* start *

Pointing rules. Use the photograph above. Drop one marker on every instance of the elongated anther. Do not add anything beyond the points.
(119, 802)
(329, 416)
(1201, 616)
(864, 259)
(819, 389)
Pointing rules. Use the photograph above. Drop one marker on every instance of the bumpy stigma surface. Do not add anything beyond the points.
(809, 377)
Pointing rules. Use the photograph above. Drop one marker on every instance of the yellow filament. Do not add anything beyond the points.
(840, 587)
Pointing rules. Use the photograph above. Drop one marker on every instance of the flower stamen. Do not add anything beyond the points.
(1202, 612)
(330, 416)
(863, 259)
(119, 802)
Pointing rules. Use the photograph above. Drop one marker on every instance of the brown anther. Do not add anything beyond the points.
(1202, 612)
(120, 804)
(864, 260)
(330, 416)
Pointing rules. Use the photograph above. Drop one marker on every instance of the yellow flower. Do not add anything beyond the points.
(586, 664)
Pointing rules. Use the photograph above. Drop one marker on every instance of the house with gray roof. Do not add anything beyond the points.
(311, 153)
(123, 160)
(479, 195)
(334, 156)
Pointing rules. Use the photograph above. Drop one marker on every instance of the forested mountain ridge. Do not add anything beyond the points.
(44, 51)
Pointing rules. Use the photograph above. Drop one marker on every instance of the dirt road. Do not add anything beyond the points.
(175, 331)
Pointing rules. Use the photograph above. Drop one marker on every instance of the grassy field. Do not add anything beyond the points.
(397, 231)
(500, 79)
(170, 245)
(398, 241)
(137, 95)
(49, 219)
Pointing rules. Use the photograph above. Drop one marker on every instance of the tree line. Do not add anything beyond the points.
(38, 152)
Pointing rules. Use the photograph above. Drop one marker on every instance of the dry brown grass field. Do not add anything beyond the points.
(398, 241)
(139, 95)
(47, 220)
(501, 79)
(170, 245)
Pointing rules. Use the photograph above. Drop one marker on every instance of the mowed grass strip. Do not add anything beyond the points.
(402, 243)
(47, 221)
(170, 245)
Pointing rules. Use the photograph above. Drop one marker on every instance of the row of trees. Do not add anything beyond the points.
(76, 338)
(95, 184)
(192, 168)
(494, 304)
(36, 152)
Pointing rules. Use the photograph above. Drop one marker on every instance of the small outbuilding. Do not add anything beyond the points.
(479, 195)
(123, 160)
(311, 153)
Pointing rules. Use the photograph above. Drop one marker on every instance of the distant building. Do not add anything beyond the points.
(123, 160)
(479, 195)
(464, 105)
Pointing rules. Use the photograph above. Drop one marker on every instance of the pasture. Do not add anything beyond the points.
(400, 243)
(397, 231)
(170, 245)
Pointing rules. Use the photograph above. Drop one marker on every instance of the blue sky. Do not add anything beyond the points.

* end *

◆ **Problem statement**: Repeat only the lines running from the line that contains "ridge. Do not add anything beyond the points." through the last line above, inclusive.

◆ **Written answer**:
Pointing rules. Use the photograph above. Drop one marker on every instance of the forested mountain ridge. Do not add anything beyond the points.
(44, 51)
Pointing rules. Use the photograph above. Drop one marker on every instance of the dirt road. Do not add anything beyond the points.
(175, 331)
Pointing rules. Use the photograph above. Drop one marker on every instance of the grassy field. Do not add anything beyond the points.
(397, 231)
(500, 79)
(170, 245)
(398, 241)
(137, 95)
(49, 219)
Pointing rules. Use the photograph above. Drop one marker on every instance of the tree line. Do not add anything beyond the points.
(38, 152)
Pointing rules. Use the photograph above. Drop one marker on every instance of the dry brown grass field. Do not add anything beyond the points.
(398, 241)
(139, 95)
(47, 220)
(501, 79)
(170, 245)
Pointing rules. Use the photograph above. Drop one marker on every instance of the mowed grass strip. Do not add anything beyond the points.
(402, 243)
(47, 221)
(170, 245)
Pointing rules. Use the photograph above. Drop one marker on every instance of the row of trees. Do not add anything beyond the points.
(76, 338)
(95, 184)
(192, 168)
(494, 304)
(36, 152)
Pointing rules. Use the photograph above. Drop one marker on every instance of the small outbuilding. Do not add anything beyond the points.
(479, 195)
(123, 160)
(311, 153)
Pointing rules. Use the photograph above. Drop one marker on every instance of the distant building. Do not add anything beyond the points.
(123, 160)
(479, 195)
(464, 105)
Pointing rules. Use the photograph above. Drop one marker on every instance of the pasture. Do not add anything beyond the points.
(400, 243)
(397, 231)
(170, 245)
Pointing rules. Use the photograph above. Drop one marker on every instance of the blue sky. Do not add anything beyond the points.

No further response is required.